Report every line of the records below that contains the word "stucco", matching its case exactly.
___ DATA SHOWN ___
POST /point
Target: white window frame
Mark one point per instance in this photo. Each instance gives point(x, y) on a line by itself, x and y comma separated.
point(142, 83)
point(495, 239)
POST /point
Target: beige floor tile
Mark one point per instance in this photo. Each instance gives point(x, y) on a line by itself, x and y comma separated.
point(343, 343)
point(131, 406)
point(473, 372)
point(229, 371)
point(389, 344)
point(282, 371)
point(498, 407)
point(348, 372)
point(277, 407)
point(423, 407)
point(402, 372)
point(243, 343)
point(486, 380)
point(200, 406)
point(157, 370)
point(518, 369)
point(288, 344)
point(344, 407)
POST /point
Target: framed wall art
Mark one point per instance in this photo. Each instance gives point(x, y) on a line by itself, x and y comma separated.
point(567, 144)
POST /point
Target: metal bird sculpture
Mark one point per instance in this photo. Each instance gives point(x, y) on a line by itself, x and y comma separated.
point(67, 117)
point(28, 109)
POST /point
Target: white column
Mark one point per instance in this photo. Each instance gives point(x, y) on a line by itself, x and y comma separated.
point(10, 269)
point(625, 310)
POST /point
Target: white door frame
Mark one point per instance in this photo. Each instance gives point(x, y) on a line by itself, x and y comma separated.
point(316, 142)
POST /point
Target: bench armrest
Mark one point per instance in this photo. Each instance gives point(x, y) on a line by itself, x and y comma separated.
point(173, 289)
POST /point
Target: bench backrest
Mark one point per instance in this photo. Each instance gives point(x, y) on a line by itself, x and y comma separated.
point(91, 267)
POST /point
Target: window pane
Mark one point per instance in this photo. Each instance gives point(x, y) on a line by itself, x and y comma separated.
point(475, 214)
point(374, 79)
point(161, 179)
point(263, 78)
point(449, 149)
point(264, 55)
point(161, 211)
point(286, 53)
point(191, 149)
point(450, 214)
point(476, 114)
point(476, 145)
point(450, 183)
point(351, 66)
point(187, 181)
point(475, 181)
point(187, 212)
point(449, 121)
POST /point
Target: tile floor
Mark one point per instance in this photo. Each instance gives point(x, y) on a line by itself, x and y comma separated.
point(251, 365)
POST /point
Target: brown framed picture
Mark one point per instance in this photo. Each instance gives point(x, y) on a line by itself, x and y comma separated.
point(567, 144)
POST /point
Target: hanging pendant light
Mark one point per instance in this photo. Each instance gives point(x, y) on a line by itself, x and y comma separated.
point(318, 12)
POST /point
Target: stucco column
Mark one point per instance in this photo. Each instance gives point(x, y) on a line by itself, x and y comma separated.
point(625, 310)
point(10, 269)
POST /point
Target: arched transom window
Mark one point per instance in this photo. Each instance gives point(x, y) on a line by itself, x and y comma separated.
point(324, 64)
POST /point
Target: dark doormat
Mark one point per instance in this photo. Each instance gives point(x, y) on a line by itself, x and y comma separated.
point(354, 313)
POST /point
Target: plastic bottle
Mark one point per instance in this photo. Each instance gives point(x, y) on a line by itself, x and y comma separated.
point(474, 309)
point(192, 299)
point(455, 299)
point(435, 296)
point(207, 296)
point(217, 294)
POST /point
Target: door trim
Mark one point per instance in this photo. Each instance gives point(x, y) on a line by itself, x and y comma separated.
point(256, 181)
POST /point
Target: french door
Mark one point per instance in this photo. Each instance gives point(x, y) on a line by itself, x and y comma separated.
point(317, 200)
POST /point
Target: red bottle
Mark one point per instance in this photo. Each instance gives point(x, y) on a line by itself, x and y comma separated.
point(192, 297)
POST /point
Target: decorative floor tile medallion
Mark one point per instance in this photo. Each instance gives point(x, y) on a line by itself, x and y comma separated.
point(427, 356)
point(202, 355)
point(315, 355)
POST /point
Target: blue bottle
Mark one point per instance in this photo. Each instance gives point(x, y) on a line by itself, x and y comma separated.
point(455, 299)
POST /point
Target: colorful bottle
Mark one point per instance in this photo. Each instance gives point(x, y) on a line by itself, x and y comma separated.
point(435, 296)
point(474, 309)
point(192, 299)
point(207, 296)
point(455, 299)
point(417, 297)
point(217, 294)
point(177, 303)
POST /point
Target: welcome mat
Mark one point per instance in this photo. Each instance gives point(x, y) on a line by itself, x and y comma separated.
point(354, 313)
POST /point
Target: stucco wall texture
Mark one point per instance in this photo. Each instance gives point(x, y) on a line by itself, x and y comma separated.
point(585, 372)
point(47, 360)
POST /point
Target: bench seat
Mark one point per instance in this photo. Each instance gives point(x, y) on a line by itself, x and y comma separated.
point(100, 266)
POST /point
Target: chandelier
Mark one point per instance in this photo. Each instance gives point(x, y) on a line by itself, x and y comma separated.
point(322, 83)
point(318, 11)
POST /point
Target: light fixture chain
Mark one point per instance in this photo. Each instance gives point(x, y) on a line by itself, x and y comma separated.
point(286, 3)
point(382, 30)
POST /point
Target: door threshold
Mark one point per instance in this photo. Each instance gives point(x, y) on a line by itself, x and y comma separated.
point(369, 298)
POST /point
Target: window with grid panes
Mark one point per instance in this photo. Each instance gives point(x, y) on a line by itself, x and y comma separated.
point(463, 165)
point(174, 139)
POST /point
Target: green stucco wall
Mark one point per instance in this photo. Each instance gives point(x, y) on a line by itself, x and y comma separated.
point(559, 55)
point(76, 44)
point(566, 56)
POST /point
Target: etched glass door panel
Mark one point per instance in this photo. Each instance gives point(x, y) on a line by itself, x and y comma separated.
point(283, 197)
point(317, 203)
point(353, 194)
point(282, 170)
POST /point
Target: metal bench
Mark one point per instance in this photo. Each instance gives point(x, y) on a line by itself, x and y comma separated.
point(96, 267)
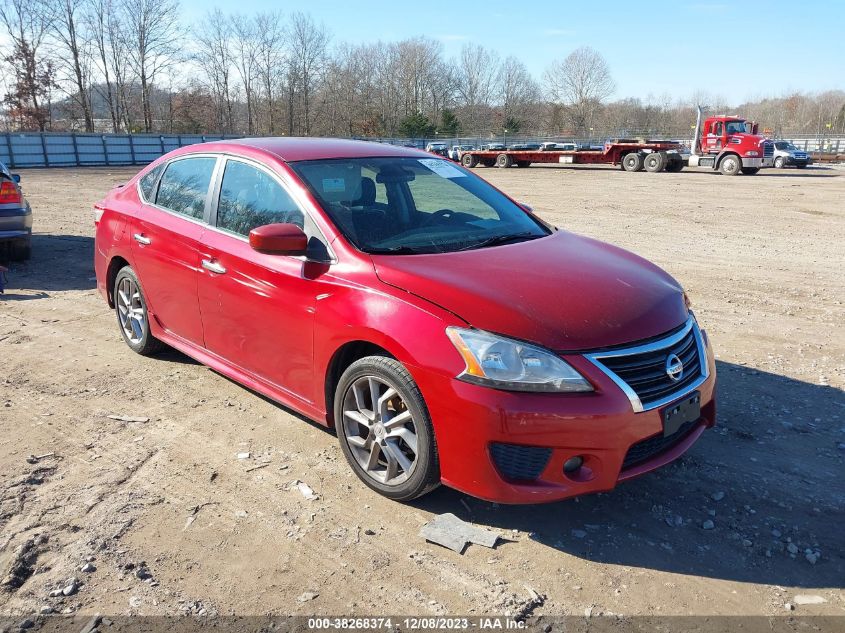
___
● RESULT:
Target: stucco column
Target: stucco wall texture
Target: green stucco wall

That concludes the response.